Problem set:
- A) In the weather update, reproduce the passage from "1. Chris in" to "month at West Lafayette.", swapping "flowers" for "tulips".
- B) According to the weather update, how much rain fell at West Lafayette during January 1950?
- C) Condense the paragraph of the weather update that begins "If you take the GFS model" into a shorter version that keeps its main facts.

Source document:
━━━━━━━━

Models crank out up to 5″ of snow in southern Indiana & up to 0.4″ of ice in Kentucky from system Monday-Tuesday.  However, they also dump up to 4″ of snow with up to 0.2″ ice in parts of Illinois Saturday night as cold air rushes in.

If you take the GFS model right now for what its worth, it paints winter weather west of here & south & southeast of here, with us in a strip of little, if anything.  AGAIN, however, I am not ready to go with that.  There is way too much disagreement with the whole set-up.

10 Responses to “Update”

  1. Chris in Tipton says:

    I am over the GFS—–it seems to wobble worse than a politician running for office….LOL!

  2. Teri says:

    Now that the snow has melted I am seeing GREEN grass for a change, and flowers popping up..goodness.

  3. Tom says:

    All of this rain coming up might remind the older folks of January 1950, when over 8 inches of rain fell during the month at West Lafayette.

  4. Mary Anne Best says:

    And it has just now started to rain in Remington! Praying we get some nice, soaking rain :-)

    MA in REM

  5. Tom says:

    I left off at the end of March 1977 and will continue from there. If the winter of 1976-1977 wasn’t long enough, a trace of snow was recorded on April 6 and the temp. fell to 30 degrees. It started to warm up after that, but it was too dry until August. April 18 saw 86 degrees and from May 13 until June first, everyday was above 80 degrees. It was 90 degrees on May 29. only .07 inches of rain fell from May 20 until June 5 1977. Everyone was happy on June 6 when 0.60 inches of rain was recorded. Then the temp. fell to 40 degrees on June 7. 0.69 inches of rain was blamed for 2 traffic accidents in the Lafayette area on Wed June 8, but very little rain fell the rest of June. The first half of July 1977 was too hot and the second half was too cold. It was very much like July 1911 and the winter of 1911-1912 was a very bad winter. It was 95 on July 4 1977 and 98 on the 6th of July, but the temp. fell to 45 degrees on July 26 and the high that day was just 76 degrees at West Lafayette. That was just the start of what was to come.

━━━━━━━━

Dataset excerpt:
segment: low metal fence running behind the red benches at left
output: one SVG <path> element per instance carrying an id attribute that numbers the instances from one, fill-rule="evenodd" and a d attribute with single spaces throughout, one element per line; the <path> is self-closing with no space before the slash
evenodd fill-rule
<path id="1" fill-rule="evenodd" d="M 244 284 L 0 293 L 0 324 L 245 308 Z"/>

━━━━━━━━

Activity answers:
- A)
1. Chris in Tipton says:

    I am over the GFS—–it seems to wobble worse than a politician running for office….LOL!

  2. Teri says:

    Now that the snow has melted I am seeing GREEN grass for a change, and tulips popping up..goodness.

  3. Tom says:

    All of this rain coming up might remind the older folks of January 1950, when over 8 inches of rain fell during the month at West Lafayette.

- B) Over 8 inches.

- C) The GFS currently shows winter weather to the west and to the south and southeast, with this area in a strip getting little or nothing. The writer is not ready to accept that, because there is too much disagreement about the whole setup.